--- begin Dataset content ---

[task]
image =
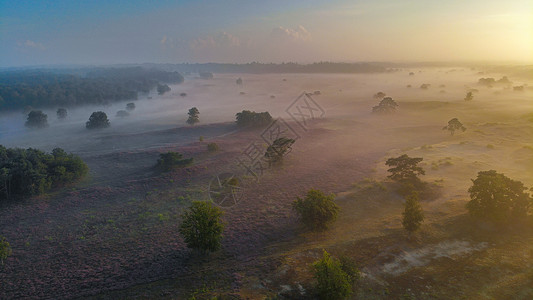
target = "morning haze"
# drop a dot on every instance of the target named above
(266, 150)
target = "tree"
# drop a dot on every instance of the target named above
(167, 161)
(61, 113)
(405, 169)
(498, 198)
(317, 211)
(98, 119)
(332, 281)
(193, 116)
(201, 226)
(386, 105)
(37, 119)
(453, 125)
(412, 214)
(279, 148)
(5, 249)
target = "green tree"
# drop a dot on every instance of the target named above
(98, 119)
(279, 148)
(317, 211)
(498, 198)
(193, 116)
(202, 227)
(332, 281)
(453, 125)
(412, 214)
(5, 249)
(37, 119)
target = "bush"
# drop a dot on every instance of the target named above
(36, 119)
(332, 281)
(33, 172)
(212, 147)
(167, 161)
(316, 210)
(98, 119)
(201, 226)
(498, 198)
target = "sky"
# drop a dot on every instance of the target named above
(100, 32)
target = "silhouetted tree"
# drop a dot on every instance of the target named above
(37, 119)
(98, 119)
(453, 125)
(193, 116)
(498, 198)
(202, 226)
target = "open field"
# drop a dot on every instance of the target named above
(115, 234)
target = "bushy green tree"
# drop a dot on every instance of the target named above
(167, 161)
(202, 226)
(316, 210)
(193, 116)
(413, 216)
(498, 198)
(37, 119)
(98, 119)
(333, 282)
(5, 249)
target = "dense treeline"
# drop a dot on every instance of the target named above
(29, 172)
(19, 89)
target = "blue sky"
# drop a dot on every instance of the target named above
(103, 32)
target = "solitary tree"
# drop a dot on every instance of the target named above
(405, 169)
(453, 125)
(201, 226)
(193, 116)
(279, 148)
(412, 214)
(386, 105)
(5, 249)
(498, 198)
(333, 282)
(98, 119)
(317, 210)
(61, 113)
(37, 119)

--- end Dataset content ---

Exercise objective >>
Give an exact reproduction of every line, leaving out any picture.

Final result >>
[task]
image =
target = "morning haze"
# drop a dot on every instance of the target named above
(266, 150)
target = "tree"
# drop a dot on every instance of the target named above
(167, 161)
(61, 113)
(405, 169)
(498, 198)
(317, 211)
(98, 119)
(332, 281)
(193, 116)
(201, 226)
(386, 105)
(37, 119)
(453, 125)
(412, 214)
(279, 148)
(5, 249)
target = "green tree"
# drop a dot on every instance of the target named above
(98, 119)
(279, 148)
(317, 211)
(498, 198)
(193, 116)
(202, 227)
(332, 281)
(453, 125)
(412, 214)
(5, 249)
(37, 119)
target = "bush"
# drop a dot on every instance of the target named above
(36, 119)
(332, 281)
(33, 172)
(212, 147)
(167, 161)
(316, 210)
(98, 119)
(201, 226)
(498, 198)
target = "sky"
# drop a dot on every instance of the target named above
(100, 32)
target = "silhouetted tree"
# drop a dot on every instance of the target named above
(37, 119)
(98, 119)
(453, 125)
(193, 116)
(498, 198)
(202, 226)
target = "open field"
# drop a dot on every instance of the target named above
(115, 234)
target = "bushy green tree"
# drop a dot on every instance of the target named above
(167, 161)
(202, 226)
(316, 210)
(193, 116)
(413, 216)
(498, 198)
(37, 119)
(98, 119)
(333, 282)
(5, 249)
target = "dense treeline"
# drop a dot on every instance of the target named above
(29, 172)
(19, 89)
target = "blue sky"
# drop a dot on every instance of the target named above
(103, 32)
target = "solitary tree"
# drop a dot on every instance of the target named above
(405, 169)
(453, 125)
(201, 226)
(193, 116)
(279, 148)
(412, 214)
(386, 105)
(5, 249)
(498, 198)
(333, 282)
(98, 119)
(317, 210)
(61, 113)
(37, 119)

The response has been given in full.